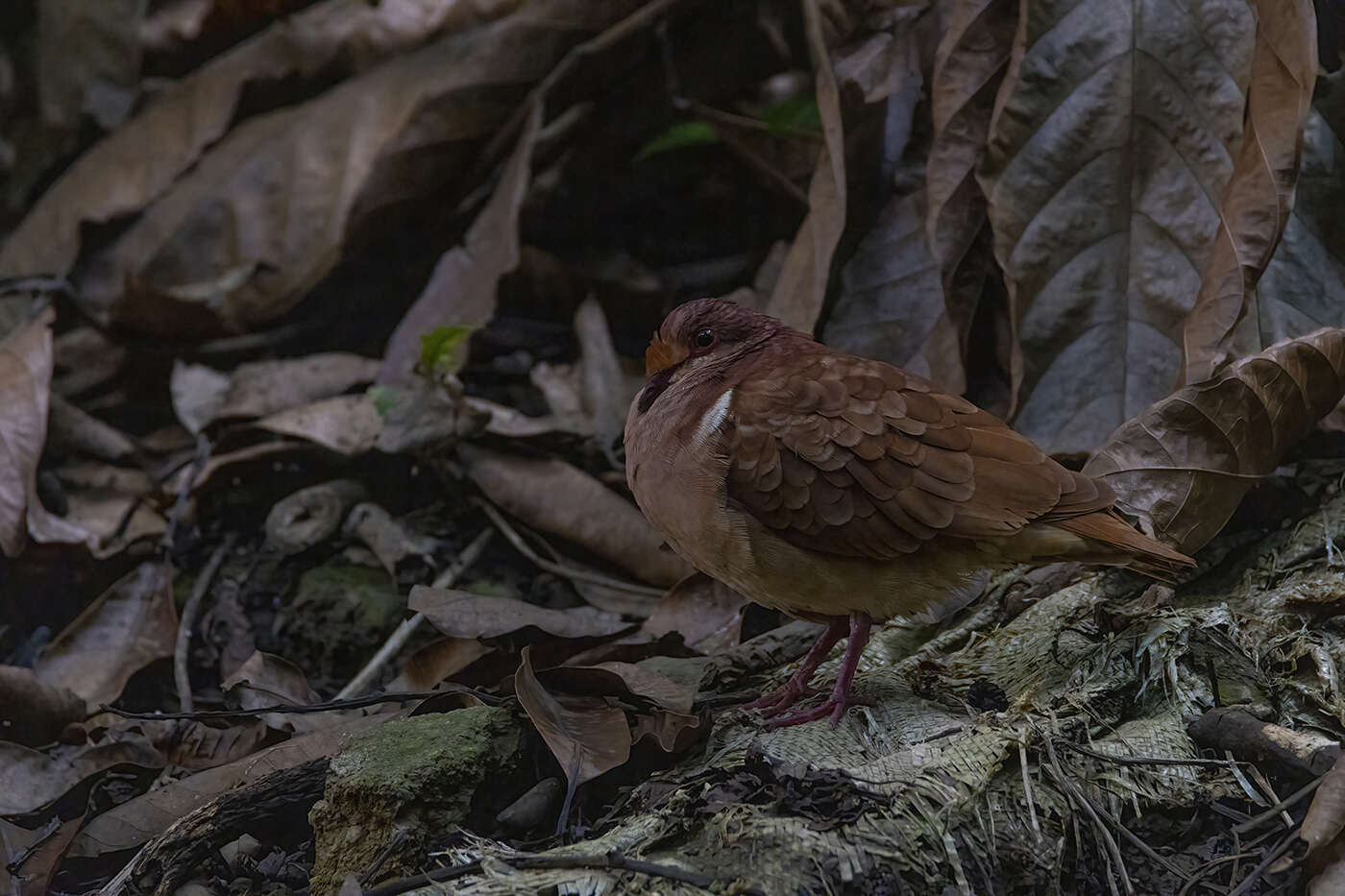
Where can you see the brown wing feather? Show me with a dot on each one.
(851, 456)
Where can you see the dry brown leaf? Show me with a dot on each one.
(674, 732)
(346, 424)
(128, 626)
(24, 379)
(619, 680)
(461, 614)
(461, 289)
(585, 735)
(706, 613)
(167, 138)
(221, 252)
(1325, 817)
(437, 661)
(265, 680)
(1186, 462)
(87, 60)
(802, 284)
(268, 386)
(31, 779)
(1258, 198)
(1109, 150)
(33, 712)
(194, 744)
(892, 298)
(561, 499)
(136, 821)
(968, 67)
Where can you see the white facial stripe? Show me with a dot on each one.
(713, 417)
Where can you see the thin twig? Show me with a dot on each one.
(1257, 873)
(1078, 795)
(403, 634)
(331, 705)
(1255, 821)
(1145, 761)
(611, 861)
(580, 574)
(182, 647)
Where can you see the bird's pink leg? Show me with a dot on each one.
(797, 685)
(841, 698)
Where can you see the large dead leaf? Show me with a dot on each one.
(1258, 200)
(558, 498)
(802, 285)
(33, 712)
(24, 378)
(1186, 462)
(163, 141)
(585, 735)
(1109, 150)
(968, 67)
(136, 821)
(461, 289)
(128, 626)
(460, 614)
(892, 298)
(87, 60)
(30, 779)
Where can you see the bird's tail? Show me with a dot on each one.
(1136, 549)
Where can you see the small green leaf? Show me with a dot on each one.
(385, 399)
(796, 113)
(688, 133)
(444, 349)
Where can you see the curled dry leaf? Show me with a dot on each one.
(24, 378)
(265, 680)
(619, 680)
(437, 661)
(136, 821)
(561, 499)
(404, 552)
(33, 712)
(460, 614)
(1186, 462)
(346, 424)
(1258, 198)
(167, 138)
(128, 626)
(461, 288)
(311, 516)
(1107, 151)
(802, 285)
(585, 735)
(706, 613)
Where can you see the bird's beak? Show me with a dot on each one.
(662, 355)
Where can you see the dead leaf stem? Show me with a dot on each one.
(182, 677)
(560, 569)
(404, 633)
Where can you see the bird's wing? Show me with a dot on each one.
(853, 456)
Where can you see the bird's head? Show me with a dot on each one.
(702, 336)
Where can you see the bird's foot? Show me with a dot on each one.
(777, 701)
(834, 707)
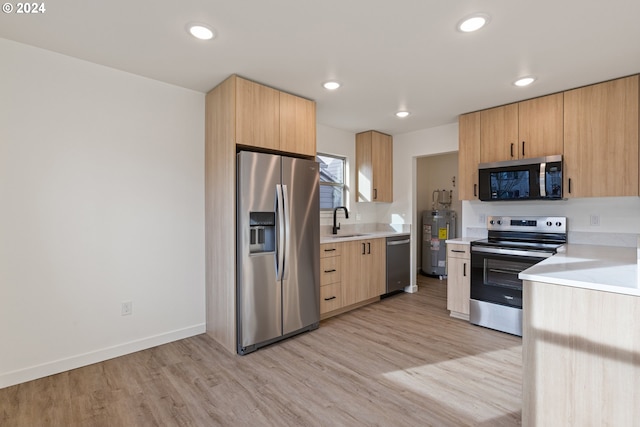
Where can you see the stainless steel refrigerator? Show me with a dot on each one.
(278, 245)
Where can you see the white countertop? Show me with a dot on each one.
(463, 240)
(345, 237)
(602, 268)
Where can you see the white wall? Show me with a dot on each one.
(101, 201)
(619, 217)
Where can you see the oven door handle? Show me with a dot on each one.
(504, 271)
(518, 252)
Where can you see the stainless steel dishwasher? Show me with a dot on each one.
(398, 263)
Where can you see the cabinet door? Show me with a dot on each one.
(297, 125)
(363, 270)
(382, 158)
(601, 139)
(468, 155)
(257, 115)
(375, 269)
(374, 162)
(499, 134)
(540, 126)
(352, 261)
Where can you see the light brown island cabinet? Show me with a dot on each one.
(374, 163)
(458, 280)
(468, 155)
(330, 278)
(581, 357)
(527, 129)
(273, 120)
(241, 113)
(601, 139)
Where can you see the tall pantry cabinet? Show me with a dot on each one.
(240, 113)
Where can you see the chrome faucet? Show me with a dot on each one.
(335, 211)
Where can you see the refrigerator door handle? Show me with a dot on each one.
(287, 230)
(280, 250)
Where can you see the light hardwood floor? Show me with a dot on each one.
(400, 362)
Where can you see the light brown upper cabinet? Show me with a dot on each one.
(297, 125)
(374, 162)
(274, 120)
(527, 129)
(468, 155)
(601, 139)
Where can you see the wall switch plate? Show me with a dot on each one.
(127, 308)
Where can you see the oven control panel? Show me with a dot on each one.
(539, 224)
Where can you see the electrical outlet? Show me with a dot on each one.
(127, 308)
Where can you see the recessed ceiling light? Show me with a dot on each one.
(201, 31)
(524, 81)
(473, 22)
(331, 85)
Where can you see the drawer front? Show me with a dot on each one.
(330, 270)
(458, 251)
(330, 249)
(330, 297)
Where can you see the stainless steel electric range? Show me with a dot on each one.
(513, 245)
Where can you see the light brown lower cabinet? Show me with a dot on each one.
(458, 280)
(352, 274)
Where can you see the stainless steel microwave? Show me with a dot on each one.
(526, 179)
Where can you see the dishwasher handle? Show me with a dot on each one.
(398, 242)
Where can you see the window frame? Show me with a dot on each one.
(342, 186)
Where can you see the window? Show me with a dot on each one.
(332, 189)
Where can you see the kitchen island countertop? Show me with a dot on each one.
(346, 237)
(601, 268)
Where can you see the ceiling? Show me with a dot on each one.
(405, 54)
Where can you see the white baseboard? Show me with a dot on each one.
(8, 379)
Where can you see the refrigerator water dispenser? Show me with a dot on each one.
(262, 232)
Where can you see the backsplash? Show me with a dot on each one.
(609, 221)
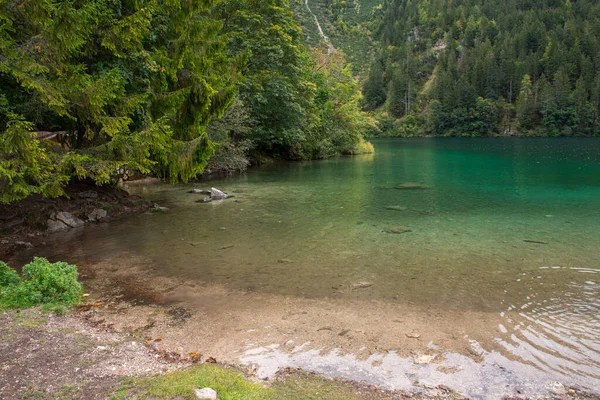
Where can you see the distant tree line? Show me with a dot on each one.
(485, 67)
(170, 88)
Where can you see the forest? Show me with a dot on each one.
(486, 67)
(105, 90)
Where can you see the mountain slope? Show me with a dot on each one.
(482, 67)
(347, 25)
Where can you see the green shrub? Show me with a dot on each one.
(8, 276)
(43, 283)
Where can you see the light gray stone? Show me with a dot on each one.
(69, 219)
(56, 226)
(98, 214)
(159, 208)
(216, 194)
(206, 394)
(89, 194)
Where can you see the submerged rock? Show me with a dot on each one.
(159, 208)
(56, 226)
(425, 358)
(412, 186)
(199, 191)
(69, 219)
(398, 229)
(396, 208)
(215, 194)
(98, 214)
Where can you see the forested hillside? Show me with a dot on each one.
(105, 90)
(348, 24)
(485, 67)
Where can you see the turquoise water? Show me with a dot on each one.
(509, 227)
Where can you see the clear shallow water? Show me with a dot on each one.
(316, 229)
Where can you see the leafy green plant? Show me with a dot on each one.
(8, 276)
(43, 283)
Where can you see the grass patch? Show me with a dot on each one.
(230, 385)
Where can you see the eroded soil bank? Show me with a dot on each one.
(139, 323)
(75, 357)
(26, 223)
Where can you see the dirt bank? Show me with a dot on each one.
(25, 223)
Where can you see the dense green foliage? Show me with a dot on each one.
(131, 85)
(293, 102)
(125, 87)
(347, 23)
(484, 67)
(43, 283)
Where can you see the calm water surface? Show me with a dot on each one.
(314, 229)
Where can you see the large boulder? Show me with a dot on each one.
(216, 194)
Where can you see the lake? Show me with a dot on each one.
(503, 247)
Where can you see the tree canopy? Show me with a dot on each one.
(105, 89)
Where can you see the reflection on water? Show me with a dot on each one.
(558, 331)
(493, 213)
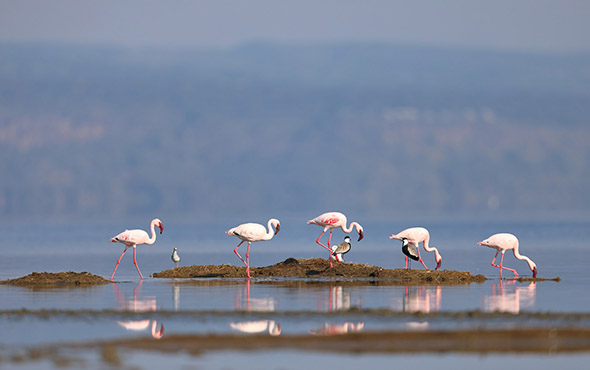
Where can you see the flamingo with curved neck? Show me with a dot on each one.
(415, 236)
(501, 243)
(133, 238)
(252, 232)
(331, 221)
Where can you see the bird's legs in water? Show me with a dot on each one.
(328, 247)
(237, 254)
(117, 265)
(135, 262)
(247, 262)
(502, 267)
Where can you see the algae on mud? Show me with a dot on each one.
(320, 268)
(57, 279)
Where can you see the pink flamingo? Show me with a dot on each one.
(501, 243)
(133, 238)
(414, 236)
(252, 232)
(333, 220)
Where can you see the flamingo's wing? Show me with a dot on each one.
(132, 237)
(327, 219)
(250, 231)
(342, 248)
(409, 250)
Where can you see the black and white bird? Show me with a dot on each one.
(340, 249)
(409, 249)
(175, 258)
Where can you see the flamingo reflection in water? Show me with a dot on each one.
(422, 299)
(339, 299)
(266, 304)
(339, 329)
(508, 297)
(134, 304)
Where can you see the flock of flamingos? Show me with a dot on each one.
(252, 232)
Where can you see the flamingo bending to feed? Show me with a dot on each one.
(501, 243)
(340, 249)
(133, 238)
(333, 220)
(252, 232)
(411, 238)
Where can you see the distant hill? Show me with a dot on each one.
(105, 132)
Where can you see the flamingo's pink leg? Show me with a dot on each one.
(329, 250)
(117, 265)
(420, 258)
(237, 254)
(502, 267)
(248, 261)
(135, 262)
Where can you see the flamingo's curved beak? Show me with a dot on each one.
(158, 333)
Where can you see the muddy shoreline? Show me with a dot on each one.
(57, 280)
(317, 268)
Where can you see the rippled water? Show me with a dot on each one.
(133, 308)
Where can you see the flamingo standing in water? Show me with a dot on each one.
(252, 232)
(501, 243)
(133, 238)
(333, 220)
(412, 237)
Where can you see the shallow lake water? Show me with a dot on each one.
(131, 308)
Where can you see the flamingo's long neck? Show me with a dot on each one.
(270, 233)
(349, 229)
(152, 239)
(519, 256)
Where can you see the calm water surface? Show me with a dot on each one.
(132, 308)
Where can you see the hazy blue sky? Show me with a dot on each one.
(531, 24)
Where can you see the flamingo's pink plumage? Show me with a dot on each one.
(252, 232)
(133, 238)
(331, 221)
(501, 243)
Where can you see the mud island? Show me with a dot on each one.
(57, 279)
(320, 268)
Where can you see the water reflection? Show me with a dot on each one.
(260, 304)
(136, 304)
(338, 329)
(508, 297)
(257, 327)
(243, 300)
(337, 299)
(176, 296)
(424, 299)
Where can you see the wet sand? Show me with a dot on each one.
(476, 341)
(320, 268)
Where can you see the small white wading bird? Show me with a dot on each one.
(331, 221)
(501, 243)
(133, 238)
(252, 232)
(340, 249)
(410, 239)
(175, 257)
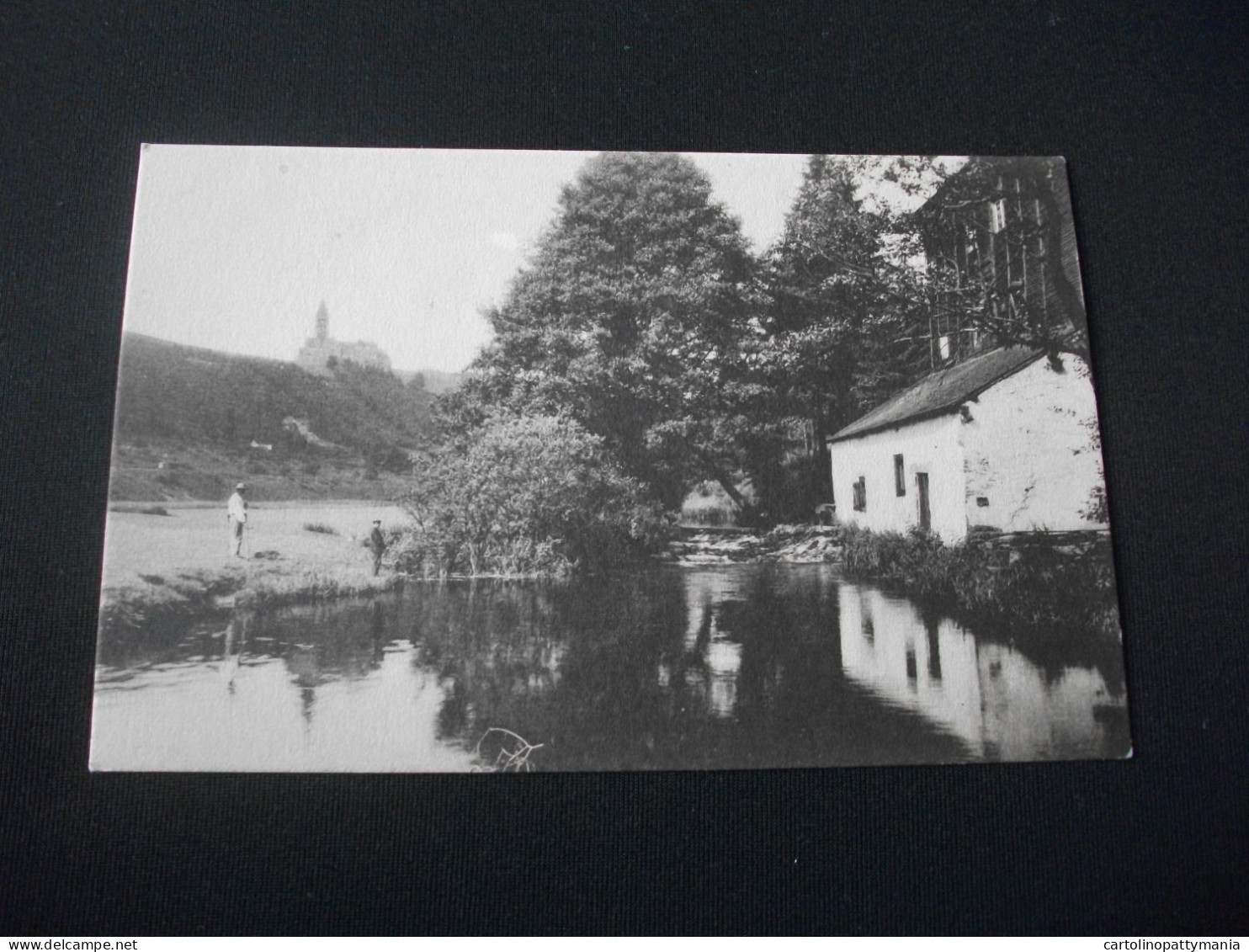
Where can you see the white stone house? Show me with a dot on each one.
(1002, 441)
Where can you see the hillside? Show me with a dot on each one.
(193, 421)
(435, 381)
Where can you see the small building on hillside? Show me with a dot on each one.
(322, 351)
(1002, 441)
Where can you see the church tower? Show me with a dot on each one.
(322, 322)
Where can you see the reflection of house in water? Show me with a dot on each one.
(991, 696)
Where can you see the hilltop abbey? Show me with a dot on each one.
(320, 353)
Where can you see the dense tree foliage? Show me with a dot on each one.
(526, 495)
(843, 304)
(635, 320)
(644, 317)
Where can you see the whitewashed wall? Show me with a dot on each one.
(928, 446)
(1028, 451)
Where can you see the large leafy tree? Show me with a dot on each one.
(635, 319)
(843, 304)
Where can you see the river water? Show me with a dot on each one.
(725, 667)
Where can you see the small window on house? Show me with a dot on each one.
(997, 215)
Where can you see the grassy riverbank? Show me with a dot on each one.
(1037, 585)
(167, 564)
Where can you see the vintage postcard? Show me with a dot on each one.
(482, 461)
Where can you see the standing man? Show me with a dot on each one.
(377, 544)
(237, 513)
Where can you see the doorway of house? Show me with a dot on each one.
(926, 519)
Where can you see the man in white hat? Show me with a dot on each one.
(237, 513)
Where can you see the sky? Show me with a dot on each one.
(234, 247)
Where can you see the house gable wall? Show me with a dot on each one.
(928, 446)
(1028, 450)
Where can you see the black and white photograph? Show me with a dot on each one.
(544, 461)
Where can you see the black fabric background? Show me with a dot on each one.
(1147, 103)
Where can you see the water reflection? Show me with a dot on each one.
(993, 697)
(740, 666)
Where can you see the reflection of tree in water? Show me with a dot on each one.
(493, 647)
(327, 642)
(661, 670)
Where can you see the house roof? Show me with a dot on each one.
(942, 391)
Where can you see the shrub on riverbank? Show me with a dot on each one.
(1035, 586)
(525, 496)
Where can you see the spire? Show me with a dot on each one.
(322, 322)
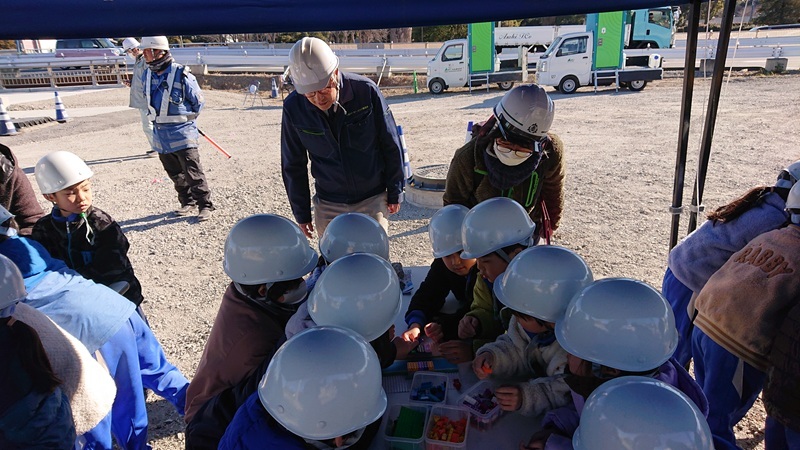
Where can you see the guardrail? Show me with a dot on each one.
(49, 70)
(94, 75)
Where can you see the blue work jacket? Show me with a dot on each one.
(174, 126)
(355, 152)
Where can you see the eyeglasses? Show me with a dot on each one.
(331, 85)
(531, 145)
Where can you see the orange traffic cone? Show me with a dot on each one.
(6, 125)
(274, 92)
(61, 112)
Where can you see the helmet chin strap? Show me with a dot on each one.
(336, 103)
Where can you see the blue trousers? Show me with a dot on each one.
(678, 296)
(730, 384)
(135, 360)
(779, 437)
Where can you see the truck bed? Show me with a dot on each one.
(629, 74)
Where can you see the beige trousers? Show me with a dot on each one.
(374, 207)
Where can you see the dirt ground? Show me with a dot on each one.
(620, 157)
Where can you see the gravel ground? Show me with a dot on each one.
(620, 157)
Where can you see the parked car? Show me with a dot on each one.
(90, 47)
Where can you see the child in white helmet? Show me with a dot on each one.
(639, 413)
(105, 322)
(349, 233)
(727, 230)
(266, 257)
(493, 232)
(34, 410)
(360, 292)
(739, 314)
(321, 390)
(85, 237)
(346, 234)
(615, 327)
(87, 385)
(537, 287)
(448, 273)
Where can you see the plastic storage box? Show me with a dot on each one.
(405, 427)
(429, 388)
(448, 428)
(482, 405)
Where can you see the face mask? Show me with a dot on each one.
(508, 157)
(295, 295)
(8, 311)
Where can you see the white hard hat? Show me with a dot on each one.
(311, 63)
(540, 281)
(639, 413)
(619, 323)
(360, 292)
(525, 111)
(353, 232)
(5, 214)
(323, 383)
(12, 285)
(155, 42)
(266, 248)
(60, 170)
(129, 44)
(493, 224)
(445, 230)
(793, 203)
(789, 176)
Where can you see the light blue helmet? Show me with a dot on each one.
(540, 281)
(789, 176)
(353, 233)
(793, 204)
(324, 382)
(360, 292)
(640, 413)
(445, 230)
(266, 248)
(620, 323)
(493, 224)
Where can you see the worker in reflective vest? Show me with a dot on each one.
(174, 100)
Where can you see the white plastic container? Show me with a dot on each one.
(454, 414)
(405, 443)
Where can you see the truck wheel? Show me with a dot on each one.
(637, 85)
(568, 85)
(436, 86)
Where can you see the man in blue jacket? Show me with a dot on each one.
(342, 123)
(174, 100)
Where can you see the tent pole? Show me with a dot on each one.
(711, 112)
(686, 116)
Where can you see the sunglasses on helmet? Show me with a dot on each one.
(510, 134)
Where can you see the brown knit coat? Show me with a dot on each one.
(16, 192)
(747, 299)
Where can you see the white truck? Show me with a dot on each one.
(451, 68)
(595, 57)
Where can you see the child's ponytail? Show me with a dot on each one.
(30, 352)
(739, 206)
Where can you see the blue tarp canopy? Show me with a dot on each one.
(43, 19)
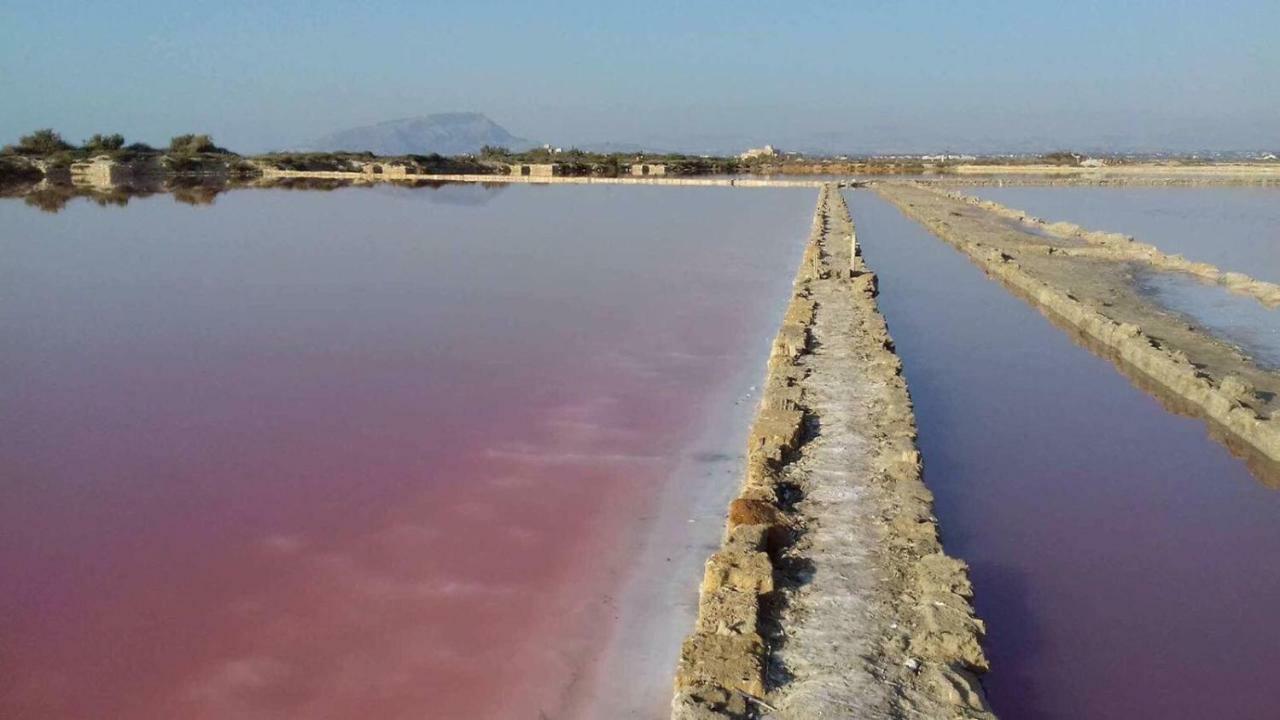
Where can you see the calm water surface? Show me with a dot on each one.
(1235, 318)
(1235, 228)
(1123, 560)
(355, 454)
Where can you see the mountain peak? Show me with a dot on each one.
(447, 133)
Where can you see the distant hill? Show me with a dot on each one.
(447, 133)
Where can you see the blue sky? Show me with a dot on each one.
(855, 76)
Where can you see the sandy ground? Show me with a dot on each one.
(1086, 279)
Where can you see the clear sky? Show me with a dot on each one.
(854, 76)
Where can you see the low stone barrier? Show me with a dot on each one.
(1118, 246)
(928, 654)
(272, 173)
(1219, 399)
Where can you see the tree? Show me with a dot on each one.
(104, 142)
(41, 142)
(192, 144)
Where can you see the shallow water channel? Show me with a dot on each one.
(1123, 560)
(1235, 228)
(373, 452)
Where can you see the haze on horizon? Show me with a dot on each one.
(714, 76)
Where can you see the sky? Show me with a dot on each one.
(842, 76)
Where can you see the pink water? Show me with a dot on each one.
(355, 454)
(1123, 559)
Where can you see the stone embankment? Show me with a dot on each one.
(1123, 247)
(831, 596)
(1138, 174)
(272, 173)
(1086, 281)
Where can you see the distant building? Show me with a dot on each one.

§ GIVEN TASK: Please quote exactly the lines from the one containing "Where can you see the tree?" through the last line of the records above, both included, and nothing else.

§ SOLUTION TO THIS TASK:
Where can you see the tree? Show me with a dot on each one.
(104, 142)
(41, 142)
(192, 144)
Where can you see the shallow water channel? Show me with a dot on each one.
(1123, 560)
(1235, 228)
(373, 452)
Where can you see the haze on horizon? Show me with a dot on each one.
(714, 76)
Where can you see the sky? Show me with a dot on each one.
(842, 76)
Where can you see the pink water? Show me with a dot on each one.
(355, 454)
(1123, 559)
Where can you see the stone embankment? Show me with a dot on each one.
(1123, 247)
(831, 596)
(1138, 174)
(272, 173)
(1086, 281)
Where can you see the distant building? Show me with a dot on each one.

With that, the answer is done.